* START *

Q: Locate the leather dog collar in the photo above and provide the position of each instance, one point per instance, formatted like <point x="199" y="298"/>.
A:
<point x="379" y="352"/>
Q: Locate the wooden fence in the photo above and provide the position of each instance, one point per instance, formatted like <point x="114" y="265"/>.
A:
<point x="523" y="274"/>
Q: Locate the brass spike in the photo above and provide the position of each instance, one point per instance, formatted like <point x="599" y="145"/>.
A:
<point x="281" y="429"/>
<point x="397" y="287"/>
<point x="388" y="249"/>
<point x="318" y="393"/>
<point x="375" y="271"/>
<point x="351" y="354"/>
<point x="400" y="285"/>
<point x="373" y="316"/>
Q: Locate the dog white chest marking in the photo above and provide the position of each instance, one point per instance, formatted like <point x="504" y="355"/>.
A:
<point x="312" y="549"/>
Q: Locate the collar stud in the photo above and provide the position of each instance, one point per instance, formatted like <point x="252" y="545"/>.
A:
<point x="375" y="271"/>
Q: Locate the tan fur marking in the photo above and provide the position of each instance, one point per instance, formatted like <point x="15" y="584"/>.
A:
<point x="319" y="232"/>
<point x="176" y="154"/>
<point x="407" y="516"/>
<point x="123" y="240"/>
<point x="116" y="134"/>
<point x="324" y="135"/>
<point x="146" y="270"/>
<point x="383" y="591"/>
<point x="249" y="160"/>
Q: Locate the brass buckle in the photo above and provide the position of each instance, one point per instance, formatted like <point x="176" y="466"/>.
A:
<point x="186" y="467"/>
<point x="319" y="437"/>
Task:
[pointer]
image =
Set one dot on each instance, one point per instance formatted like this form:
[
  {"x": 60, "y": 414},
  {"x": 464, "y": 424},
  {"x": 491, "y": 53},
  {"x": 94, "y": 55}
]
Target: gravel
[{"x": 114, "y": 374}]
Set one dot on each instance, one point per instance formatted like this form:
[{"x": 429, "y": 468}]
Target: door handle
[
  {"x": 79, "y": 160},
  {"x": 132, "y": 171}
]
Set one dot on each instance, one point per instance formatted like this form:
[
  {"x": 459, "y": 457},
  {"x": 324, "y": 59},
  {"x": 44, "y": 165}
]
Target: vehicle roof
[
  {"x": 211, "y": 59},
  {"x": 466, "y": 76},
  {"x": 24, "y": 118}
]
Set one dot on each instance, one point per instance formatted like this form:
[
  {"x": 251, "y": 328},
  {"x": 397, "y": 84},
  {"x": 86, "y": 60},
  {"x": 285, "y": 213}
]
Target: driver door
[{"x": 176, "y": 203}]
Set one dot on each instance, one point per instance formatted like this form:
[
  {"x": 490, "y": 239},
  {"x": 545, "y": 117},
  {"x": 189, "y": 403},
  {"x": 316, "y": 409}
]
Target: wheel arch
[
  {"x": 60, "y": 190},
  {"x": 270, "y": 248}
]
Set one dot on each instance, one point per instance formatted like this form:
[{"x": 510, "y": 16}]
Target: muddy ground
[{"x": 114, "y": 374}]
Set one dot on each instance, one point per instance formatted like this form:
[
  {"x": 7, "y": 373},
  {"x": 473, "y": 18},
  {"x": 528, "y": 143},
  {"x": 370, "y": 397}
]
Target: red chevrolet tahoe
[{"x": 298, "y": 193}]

* END *

--- PROMPT ---
State how many lines in the rows above contain the string "marking". Give only the number.

--- EXERCISE RESPONSE ---
2